*Source document:*
Military spouses were 10 times as likely to have moved to a new state in the past year than the average American, according to a combined 2012 study by the Treasury and Defense departments. Surveys suggest that anywhere from 35% to 50% of military spouses work in professions that require licensure, and nearly 75 percent of them would need to be relicensed upon transferring to a new state. Perhaps as a result, the unemployment rate for military spouses is 16 percent, while the national unemployment rate is only 4.1 percent.

The Pentagon has a State Liaison Office, which has worked with states to increase licensing portability for military spouses, and several states have enacted reforms. Florida recently passed legislation enabling military spouses to transfer out-of-state licenses at no cost. But that won’t help Ms. Del Castillo. California didn’t require her to be licensed in the first place.

The federal government can also play a role in reform efforts. The Alternatives to Licensing that Lower Obstacles to Work Act, introduced by Sens. Mike Lee and Ben Sasse, would save military spouses from having to obtain a new professional license if they move across state lines but still work on a federally owned military installation.

*Outline labeling items:*
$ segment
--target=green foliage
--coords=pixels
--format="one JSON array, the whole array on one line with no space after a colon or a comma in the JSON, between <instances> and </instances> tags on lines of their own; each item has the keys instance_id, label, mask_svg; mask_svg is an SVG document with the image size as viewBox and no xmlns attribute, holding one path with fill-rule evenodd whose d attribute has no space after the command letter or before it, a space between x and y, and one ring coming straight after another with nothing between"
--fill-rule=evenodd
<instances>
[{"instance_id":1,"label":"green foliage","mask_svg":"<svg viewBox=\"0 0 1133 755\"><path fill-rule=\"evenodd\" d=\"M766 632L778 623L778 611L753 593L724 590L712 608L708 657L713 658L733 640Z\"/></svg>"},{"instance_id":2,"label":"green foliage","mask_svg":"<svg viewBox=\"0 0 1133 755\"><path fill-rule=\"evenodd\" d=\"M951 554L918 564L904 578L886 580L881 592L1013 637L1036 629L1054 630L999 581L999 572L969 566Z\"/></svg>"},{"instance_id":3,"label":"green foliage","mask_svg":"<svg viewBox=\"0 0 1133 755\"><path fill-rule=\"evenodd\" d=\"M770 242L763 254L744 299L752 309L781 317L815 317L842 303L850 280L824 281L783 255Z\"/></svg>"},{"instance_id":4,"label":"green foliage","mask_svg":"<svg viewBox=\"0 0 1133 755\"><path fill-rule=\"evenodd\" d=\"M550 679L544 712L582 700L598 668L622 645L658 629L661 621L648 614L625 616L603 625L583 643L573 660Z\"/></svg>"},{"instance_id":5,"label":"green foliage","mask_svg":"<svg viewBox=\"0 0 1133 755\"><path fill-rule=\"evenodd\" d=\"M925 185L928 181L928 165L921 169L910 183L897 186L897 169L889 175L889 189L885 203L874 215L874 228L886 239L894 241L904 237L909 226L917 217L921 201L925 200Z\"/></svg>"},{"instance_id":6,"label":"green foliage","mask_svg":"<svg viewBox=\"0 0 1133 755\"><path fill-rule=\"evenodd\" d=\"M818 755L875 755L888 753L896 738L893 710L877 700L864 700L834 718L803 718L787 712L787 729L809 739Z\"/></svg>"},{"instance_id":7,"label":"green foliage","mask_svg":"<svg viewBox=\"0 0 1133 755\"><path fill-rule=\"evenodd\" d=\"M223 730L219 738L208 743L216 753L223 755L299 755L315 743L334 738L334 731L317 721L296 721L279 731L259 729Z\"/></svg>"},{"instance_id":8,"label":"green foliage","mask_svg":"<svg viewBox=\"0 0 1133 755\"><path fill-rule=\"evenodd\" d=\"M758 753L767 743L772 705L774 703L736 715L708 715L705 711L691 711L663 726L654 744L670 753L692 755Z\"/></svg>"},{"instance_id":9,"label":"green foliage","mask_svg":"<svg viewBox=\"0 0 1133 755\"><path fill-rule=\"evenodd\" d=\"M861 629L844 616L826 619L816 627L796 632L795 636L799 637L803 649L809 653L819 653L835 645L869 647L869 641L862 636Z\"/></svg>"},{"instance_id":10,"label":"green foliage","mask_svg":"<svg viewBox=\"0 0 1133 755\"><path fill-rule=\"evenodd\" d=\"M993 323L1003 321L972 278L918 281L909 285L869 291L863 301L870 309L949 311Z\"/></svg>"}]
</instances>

*Short exercise:* Resume the passage on occupational licensing for military spouses, writing on from its last sentence.

*Reply to the task:*
All Americans ought to have access to license portability. States should perform extensive reviews of their licensing laws and eliminate requirements that lack a clear connection to public safety. Lawmakers should also forgo implementing new licensing requirements for any profession that doesn’t involve a quantifiable risk to public health and safety, or for which less burdensome options such as inspections or bonding can be just as effective.

And more states should forge interstate compacts that create uniform licensing requirements. One promising model is the temporary licensure compact recently proposed in these pages by Labor Secretary Alex Acosta and South Dakota Gov. Dennis Daugaard. It would allow workers who have been licensed in any profession or occupation in other participating states to receive, upon request within 30 days, an in-state temporary license.

Lawmakers at every level of government need to ensure that all Americans—and especially the family members of those in uniform—have the freedom and flexibility to earn a living in their chosen professions.